··· Listing ···

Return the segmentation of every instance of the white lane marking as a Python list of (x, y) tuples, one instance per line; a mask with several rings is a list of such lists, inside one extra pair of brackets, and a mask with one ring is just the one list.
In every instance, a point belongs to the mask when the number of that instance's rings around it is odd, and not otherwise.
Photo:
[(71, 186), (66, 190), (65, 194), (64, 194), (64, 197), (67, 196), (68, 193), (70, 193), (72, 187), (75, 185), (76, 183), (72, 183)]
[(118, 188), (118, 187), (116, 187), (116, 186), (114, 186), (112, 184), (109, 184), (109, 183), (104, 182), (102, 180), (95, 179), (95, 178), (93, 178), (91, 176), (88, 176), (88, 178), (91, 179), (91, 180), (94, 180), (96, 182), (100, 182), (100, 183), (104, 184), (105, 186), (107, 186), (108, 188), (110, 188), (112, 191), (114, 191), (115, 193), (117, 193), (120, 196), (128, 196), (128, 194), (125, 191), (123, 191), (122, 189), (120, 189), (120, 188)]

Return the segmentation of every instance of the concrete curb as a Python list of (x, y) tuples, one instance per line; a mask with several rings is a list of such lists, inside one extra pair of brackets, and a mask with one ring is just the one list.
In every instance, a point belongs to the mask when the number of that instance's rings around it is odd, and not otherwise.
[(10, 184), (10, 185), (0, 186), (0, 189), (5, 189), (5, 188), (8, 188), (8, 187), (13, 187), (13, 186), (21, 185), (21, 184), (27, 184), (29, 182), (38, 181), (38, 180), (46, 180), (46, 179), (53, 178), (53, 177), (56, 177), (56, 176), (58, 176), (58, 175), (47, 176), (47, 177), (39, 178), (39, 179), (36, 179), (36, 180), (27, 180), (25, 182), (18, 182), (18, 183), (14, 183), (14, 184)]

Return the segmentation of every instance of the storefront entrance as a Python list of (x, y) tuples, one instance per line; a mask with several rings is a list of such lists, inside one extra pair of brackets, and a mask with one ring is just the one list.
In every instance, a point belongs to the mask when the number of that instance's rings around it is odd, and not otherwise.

···

▸ Problem description: In the data above, write out word for word the part that opens with the line containing "Return the segmentation of every instance of the concrete" and closes with the line containing "183), (14, 184)]", both of those lines included.

▸ Solution to this problem:
Return the segmentation of every instance of the concrete curb as a Python list of (x, y) tuples, one instance per line; a mask with several rings is a list of such lists, inside one extra pair of brackets, and a mask with one ring is just the one list.
In every instance, a point belongs to the mask when the number of that instance's rings around it is odd, and not otherwise.
[(10, 184), (10, 185), (0, 186), (0, 189), (5, 189), (5, 188), (8, 188), (8, 187), (13, 187), (13, 186), (21, 185), (21, 184), (27, 184), (29, 182), (38, 181), (38, 180), (46, 180), (46, 179), (53, 178), (53, 177), (56, 177), (56, 176), (58, 176), (58, 175), (47, 176), (47, 177), (39, 178), (39, 179), (36, 179), (36, 180), (27, 180), (25, 182), (18, 182), (18, 183), (14, 183), (14, 184)]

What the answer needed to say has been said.